**Aufgabensammlung:**
1. Wer erntet laut dem Text über den Isle of Harris-Gin den Zuckertang?
2. Schreiben Sie aus dem Text über den Isle of Harris-Gin den Abschnitt von „Natürlich hat auch“ bis „kostet ca. 45€.“ wortgetreu ab.

Natürlich hat auch der Isle of Harris-Gin ein besonderes Botanical aufzuweisen und zwar den „Sugar Kelp“, also Zuckertang. Neben Wacholder, Koriander, Angelikawurzel, Veilchenwurzel, Kubeben Pfeffer, Bitterorangenschale, Süßholzwurzel und Zimt bildet er das Herzstück dieses Wacholderdestillats. Der Zuckertang wird eigenhändig von dem extra damit betrauten Taucher Lewis Mackenzie vor der Küste der Isle of Harris geerntet und schließlich als Teil der Botanicalliste zum Mazerieren in Alkohol eingelegt. Als Besonderheit gibt man an, dass die „Heads“ und „Tails“ der Destillation, also Vor- und Nachlauf, komplett abgetrennt und nicht wieder für neue Destillationen verwendet werden. Dadurch benötigt man natürlich letztlich mehr Basisalkohol, denn es geht mehr Flüssigkeit verloren. Er wird mit 45% vol. abgefüllt. Eine Flasche (0,7l) kostet ca. 45€.

**Gespeicherte Einträge:**

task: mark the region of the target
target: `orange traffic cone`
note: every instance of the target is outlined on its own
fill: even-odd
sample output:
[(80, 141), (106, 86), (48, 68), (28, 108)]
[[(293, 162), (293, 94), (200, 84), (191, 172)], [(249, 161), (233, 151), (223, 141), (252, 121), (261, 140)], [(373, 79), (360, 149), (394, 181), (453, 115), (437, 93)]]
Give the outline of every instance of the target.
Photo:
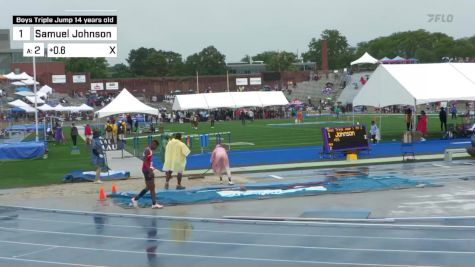
[(104, 187), (101, 186), (101, 188), (99, 189), (99, 200), (106, 200), (106, 191), (104, 190)]

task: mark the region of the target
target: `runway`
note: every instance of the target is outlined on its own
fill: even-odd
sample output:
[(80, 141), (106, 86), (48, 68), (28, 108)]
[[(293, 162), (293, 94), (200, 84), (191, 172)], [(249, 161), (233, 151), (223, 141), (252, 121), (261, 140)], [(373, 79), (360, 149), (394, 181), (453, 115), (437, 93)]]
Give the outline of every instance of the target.
[(2, 266), (461, 266), (475, 262), (475, 220), (272, 222), (3, 206), (0, 244)]

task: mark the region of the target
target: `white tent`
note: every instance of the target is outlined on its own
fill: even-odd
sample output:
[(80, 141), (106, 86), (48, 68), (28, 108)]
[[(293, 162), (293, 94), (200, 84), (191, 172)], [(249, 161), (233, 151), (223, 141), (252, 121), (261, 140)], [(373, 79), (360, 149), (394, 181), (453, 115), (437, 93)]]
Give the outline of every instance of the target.
[(9, 80), (21, 80), (21, 77), (19, 75), (16, 75), (13, 72), (10, 72), (8, 74), (3, 75), (3, 77), (9, 79)]
[(53, 93), (53, 88), (49, 87), (48, 85), (43, 85), (39, 90), (38, 92), (43, 92), (43, 93), (46, 93), (46, 94), (51, 94)]
[(224, 92), (177, 95), (173, 110), (285, 106), (289, 101), (281, 91)]
[(13, 106), (13, 107), (29, 106), (27, 103), (21, 101), (20, 99), (14, 100), (12, 102), (8, 102), (8, 105)]
[(93, 111), (94, 108), (93, 108), (93, 107), (90, 107), (90, 106), (88, 106), (88, 105), (86, 105), (86, 104), (82, 104), (82, 105), (80, 105), (80, 106), (78, 107), (78, 110), (79, 110), (79, 111)]
[(234, 100), (229, 93), (207, 93), (202, 95), (206, 99), (208, 109), (235, 107)]
[(289, 104), (289, 101), (281, 91), (257, 91), (256, 93), (261, 100), (263, 107), (285, 106)]
[(124, 88), (122, 89), (122, 92), (112, 100), (112, 102), (101, 110), (95, 112), (99, 118), (121, 113), (145, 113), (158, 115), (158, 109), (140, 102), (140, 100), (135, 98), (131, 93), (129, 93), (129, 91), (127, 91), (127, 89)]
[(12, 82), (12, 85), (15, 85), (15, 86), (24, 86), (25, 83), (24, 83), (24, 82), (18, 82), (18, 81), (16, 81), (16, 82)]
[(419, 105), (475, 100), (475, 63), (380, 65), (353, 106)]
[(26, 72), (22, 72), (22, 73), (17, 75), (17, 80), (32, 80), (32, 79), (33, 79), (33, 77), (28, 75)]
[(65, 112), (65, 111), (70, 111), (70, 109), (61, 104), (58, 104), (56, 105), (56, 107), (54, 107), (54, 111)]
[[(33, 93), (33, 95), (34, 95), (34, 93)], [(43, 99), (48, 98), (48, 95), (47, 95), (45, 92), (36, 92), (36, 95), (37, 95), (38, 97), (43, 98)]]
[[(34, 104), (35, 103), (35, 96), (27, 96), (25, 97), (26, 100), (28, 100), (30, 103)], [(45, 101), (43, 99), (41, 99), (39, 96), (36, 97), (36, 103), (37, 104), (44, 104)]]
[(53, 111), (54, 110), (54, 108), (52, 106), (48, 105), (48, 104), (44, 104), (42, 106), (39, 106), (38, 109), (41, 110), (41, 111)]
[(234, 99), (235, 108), (261, 107), (261, 99), (256, 92), (230, 92)]
[(13, 106), (13, 107), (17, 107), (17, 108), (21, 108), (21, 109), (25, 110), (25, 112), (28, 112), (28, 113), (35, 112), (34, 108), (32, 108), (27, 103), (21, 101), (20, 99), (14, 100), (12, 102), (8, 102), (8, 105)]
[(177, 95), (173, 110), (208, 109), (205, 94)]
[(378, 60), (375, 59), (373, 56), (368, 54), (368, 52), (365, 52), (364, 55), (362, 55), (360, 58), (357, 60), (351, 62), (351, 65), (356, 65), (356, 64), (376, 64), (378, 63)]
[[(27, 80), (21, 80), (20, 82), (26, 84), (26, 85), (33, 85), (33, 84), (40, 84), (39, 82), (33, 80), (33, 79), (27, 79)], [(12, 83), (13, 84), (13, 83)]]
[(34, 96), (35, 93), (33, 93), (33, 92), (27, 92), (27, 91), (22, 91), (22, 92), (16, 92), (15, 95), (19, 95), (19, 96)]

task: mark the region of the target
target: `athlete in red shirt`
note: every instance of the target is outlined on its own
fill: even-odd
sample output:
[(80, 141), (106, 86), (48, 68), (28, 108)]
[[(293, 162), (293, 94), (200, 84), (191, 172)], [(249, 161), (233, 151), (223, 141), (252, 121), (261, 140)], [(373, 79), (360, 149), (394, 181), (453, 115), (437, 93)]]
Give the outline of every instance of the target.
[(158, 141), (153, 140), (143, 152), (144, 158), (142, 163), (142, 173), (145, 178), (145, 188), (137, 196), (131, 199), (132, 205), (134, 207), (138, 207), (137, 201), (141, 197), (143, 197), (148, 191), (150, 191), (150, 195), (152, 197), (152, 209), (163, 208), (162, 205), (157, 203), (157, 194), (155, 193), (155, 177), (153, 175), (153, 170), (155, 170), (155, 168), (152, 165), (153, 150), (155, 150), (157, 147)]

**Lösungen:**
1. Der eigens damit betraute Taucher Lewis Mackenzie erntet ihn vor der Küste der Isle of Harris.

2.
Natürlich hat auch der Isle of Harris-Gin ein besonderes Botanical aufzuweisen und zwar den „Sugar Kelp“, also Zuckertang. Neben Wacholder, Koriander, Angelikawurzel, Veilchenwurzel, Kubeben Pfeffer, Bitterorangenschale, Süßholzwurzel und Zimt bildet er das Herzstück dieses Wacholderdestillats. Der Zuckertang wird eigenhändig von dem extra damit betrauten Taucher Lewis Mackenzie vor der Küste der Isle of Harris geerntet und schließlich als Teil der Botanicalliste zum Mazerieren in Alkohol eingelegt. Als Besonderheit gibt man an, dass die „Heads“ und „Tails“ der Destillation, also Vor- und Nachlauf, komplett abgetrennt und nicht wieder für neue Destillationen verwendet werden. Dadurch benötigt man natürlich letztlich mehr Basisalkohol, denn es geht mehr Flüssigkeit verloren. Er wird mit 45% vol. abgefüllt. Eine Flasche (0,7l) kostet ca. 45€.